─── Stored records ───

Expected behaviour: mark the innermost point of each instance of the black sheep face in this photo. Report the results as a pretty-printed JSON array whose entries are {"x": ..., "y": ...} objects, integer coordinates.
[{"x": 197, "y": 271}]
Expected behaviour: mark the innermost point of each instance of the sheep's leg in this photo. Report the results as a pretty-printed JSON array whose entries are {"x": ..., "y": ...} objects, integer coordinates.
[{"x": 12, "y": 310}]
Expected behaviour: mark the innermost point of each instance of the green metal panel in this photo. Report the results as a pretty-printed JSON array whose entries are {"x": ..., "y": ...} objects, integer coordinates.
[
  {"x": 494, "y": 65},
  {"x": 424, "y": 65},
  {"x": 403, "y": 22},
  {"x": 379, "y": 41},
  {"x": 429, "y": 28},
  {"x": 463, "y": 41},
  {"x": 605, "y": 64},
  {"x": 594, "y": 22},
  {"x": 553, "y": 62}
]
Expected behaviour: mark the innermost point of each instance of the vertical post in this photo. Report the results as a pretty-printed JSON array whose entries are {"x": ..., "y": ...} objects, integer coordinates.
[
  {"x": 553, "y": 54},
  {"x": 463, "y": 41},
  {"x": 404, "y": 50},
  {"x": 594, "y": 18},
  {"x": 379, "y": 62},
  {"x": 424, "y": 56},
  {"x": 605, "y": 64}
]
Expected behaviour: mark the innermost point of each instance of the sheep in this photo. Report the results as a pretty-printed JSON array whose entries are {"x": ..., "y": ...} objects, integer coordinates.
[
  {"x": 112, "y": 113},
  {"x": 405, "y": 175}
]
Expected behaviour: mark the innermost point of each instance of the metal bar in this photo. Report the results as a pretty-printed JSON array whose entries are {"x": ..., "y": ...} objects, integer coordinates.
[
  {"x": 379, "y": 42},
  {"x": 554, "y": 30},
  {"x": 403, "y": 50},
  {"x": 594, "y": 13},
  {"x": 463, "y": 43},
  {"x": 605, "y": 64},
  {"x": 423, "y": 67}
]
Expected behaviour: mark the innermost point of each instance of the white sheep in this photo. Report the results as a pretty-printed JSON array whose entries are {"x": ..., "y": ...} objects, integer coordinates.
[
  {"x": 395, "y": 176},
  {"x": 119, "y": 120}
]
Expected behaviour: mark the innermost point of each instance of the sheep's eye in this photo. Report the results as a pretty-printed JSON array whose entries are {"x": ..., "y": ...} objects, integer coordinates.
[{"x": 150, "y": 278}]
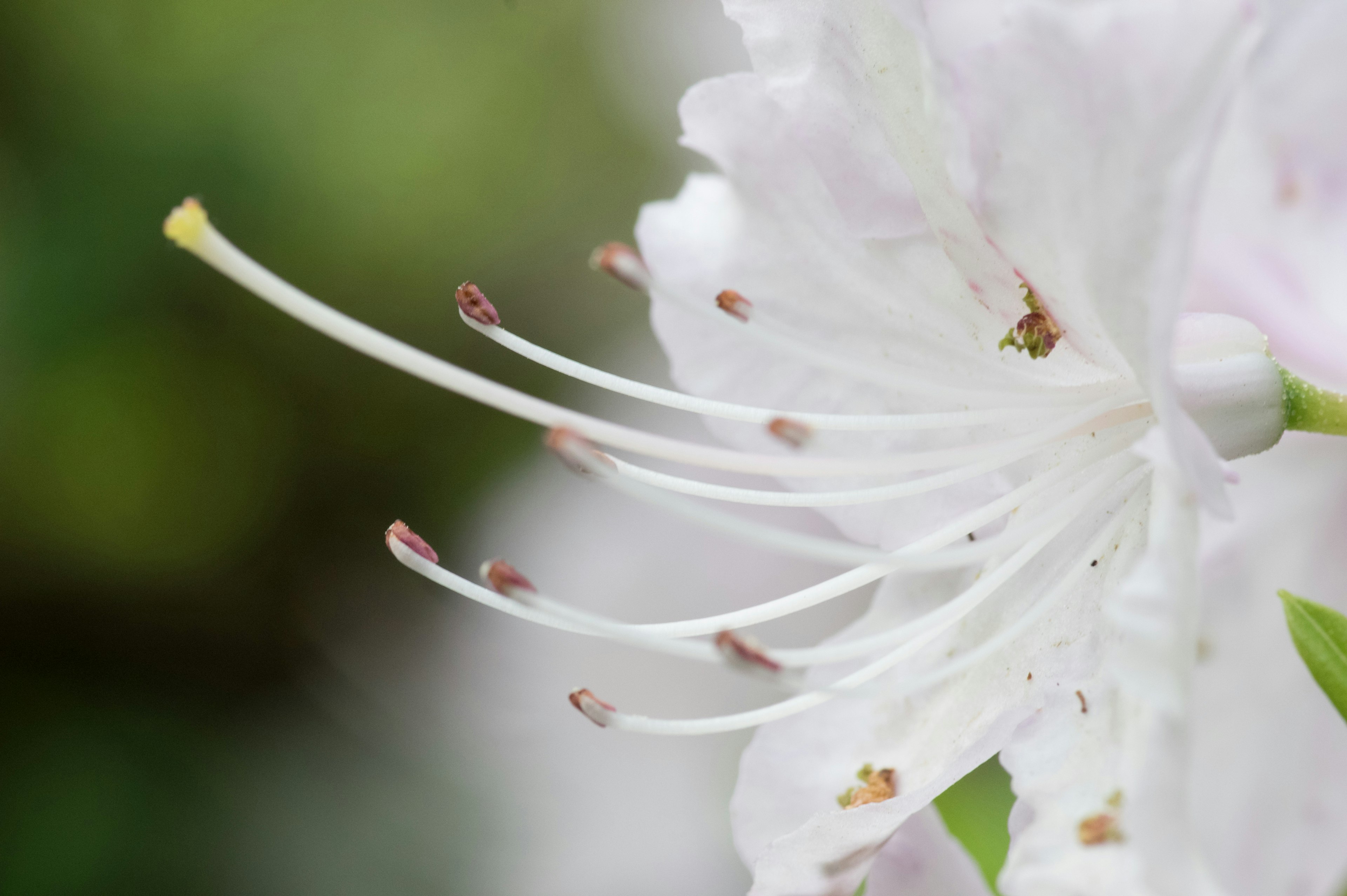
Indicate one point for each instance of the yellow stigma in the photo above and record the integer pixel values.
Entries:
(186, 224)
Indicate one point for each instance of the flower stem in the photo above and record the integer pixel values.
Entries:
(1311, 409)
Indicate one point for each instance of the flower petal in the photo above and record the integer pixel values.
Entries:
(1275, 221)
(1105, 798)
(1090, 128)
(923, 859)
(1269, 752)
(784, 813)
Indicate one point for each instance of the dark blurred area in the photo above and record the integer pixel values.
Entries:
(186, 477)
(193, 488)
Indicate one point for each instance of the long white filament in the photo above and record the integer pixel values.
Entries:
(768, 537)
(744, 413)
(771, 498)
(1054, 414)
(907, 383)
(213, 248)
(655, 636)
(752, 718)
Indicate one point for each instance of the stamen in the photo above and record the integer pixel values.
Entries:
(401, 533)
(879, 786)
(869, 673)
(624, 265)
(914, 557)
(475, 305)
(1036, 391)
(213, 248)
(1127, 434)
(735, 305)
(505, 579)
(578, 453)
(749, 414)
(186, 224)
(760, 534)
(1100, 829)
(790, 432)
(745, 650)
(593, 708)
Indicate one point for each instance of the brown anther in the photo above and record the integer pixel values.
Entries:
(880, 786)
(1100, 829)
(735, 305)
(504, 579)
(1036, 332)
(577, 452)
(585, 701)
(475, 305)
(623, 263)
(401, 533)
(790, 432)
(745, 650)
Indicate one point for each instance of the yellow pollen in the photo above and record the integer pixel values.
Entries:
(186, 224)
(879, 786)
(1100, 829)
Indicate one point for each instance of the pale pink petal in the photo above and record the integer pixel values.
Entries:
(1269, 751)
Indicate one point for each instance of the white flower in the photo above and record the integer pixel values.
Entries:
(950, 240)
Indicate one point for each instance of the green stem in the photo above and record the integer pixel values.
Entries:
(1311, 409)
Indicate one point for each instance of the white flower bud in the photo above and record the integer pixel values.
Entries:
(1229, 383)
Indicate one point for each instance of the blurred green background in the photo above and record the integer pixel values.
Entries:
(184, 472)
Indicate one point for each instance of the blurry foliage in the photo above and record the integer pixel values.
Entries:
(976, 810)
(182, 469)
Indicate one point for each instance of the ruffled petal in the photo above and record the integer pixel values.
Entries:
(786, 820)
(770, 229)
(1090, 130)
(923, 859)
(1104, 786)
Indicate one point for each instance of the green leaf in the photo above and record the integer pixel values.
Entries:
(1321, 635)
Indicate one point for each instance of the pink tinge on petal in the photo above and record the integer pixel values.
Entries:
(410, 540)
(473, 302)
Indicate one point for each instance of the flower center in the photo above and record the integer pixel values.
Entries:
(1063, 448)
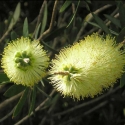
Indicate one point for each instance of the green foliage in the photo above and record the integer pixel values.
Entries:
(71, 21)
(14, 90)
(33, 99)
(44, 20)
(101, 23)
(21, 102)
(65, 5)
(3, 78)
(15, 16)
(25, 28)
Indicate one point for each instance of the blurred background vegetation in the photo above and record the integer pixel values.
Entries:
(58, 23)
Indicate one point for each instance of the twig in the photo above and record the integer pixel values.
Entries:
(40, 15)
(48, 112)
(86, 113)
(87, 103)
(5, 117)
(89, 18)
(37, 109)
(52, 21)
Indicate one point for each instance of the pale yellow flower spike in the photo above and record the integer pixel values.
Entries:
(87, 67)
(24, 61)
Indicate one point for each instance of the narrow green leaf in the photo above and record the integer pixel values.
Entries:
(122, 80)
(3, 77)
(101, 23)
(121, 35)
(13, 90)
(37, 31)
(94, 24)
(25, 28)
(21, 102)
(74, 14)
(13, 35)
(121, 7)
(55, 33)
(33, 100)
(65, 5)
(113, 20)
(44, 20)
(15, 16)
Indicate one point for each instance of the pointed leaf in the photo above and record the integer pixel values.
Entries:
(65, 5)
(13, 35)
(74, 14)
(13, 90)
(3, 77)
(113, 20)
(122, 13)
(33, 100)
(122, 80)
(101, 23)
(21, 102)
(94, 24)
(25, 28)
(37, 31)
(44, 20)
(15, 16)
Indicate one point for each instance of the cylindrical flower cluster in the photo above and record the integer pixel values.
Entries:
(24, 61)
(87, 67)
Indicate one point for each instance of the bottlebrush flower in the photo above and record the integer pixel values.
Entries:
(88, 67)
(24, 61)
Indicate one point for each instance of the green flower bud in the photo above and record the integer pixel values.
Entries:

───

Stated exercise -> Rescale the items between the lines holding "Indicate one point for each instance of the blurry" and "(1321, 635)", inclusive, by restating those lines with their requests and multiplying every point coordinate in the answers by 2.3, rounding to whole numbers with halves rounded up. Give only these lines.

Answer for this exercise ->
Indicate one point for each instance of the blurry foliage in the photo above and record the integer pixel values.
Entries:
(2245, 1863)
(419, 1079)
Indicate one point for each instance of the ruffled petal in the photo above and record the integer pixel values.
Entries:
(1808, 1886)
(1771, 527)
(2507, 299)
(2123, 1976)
(2539, 1808)
Indicate one point for each instance of the green leaf in the photo above and record the integer pixel values.
Entries:
(3038, 1461)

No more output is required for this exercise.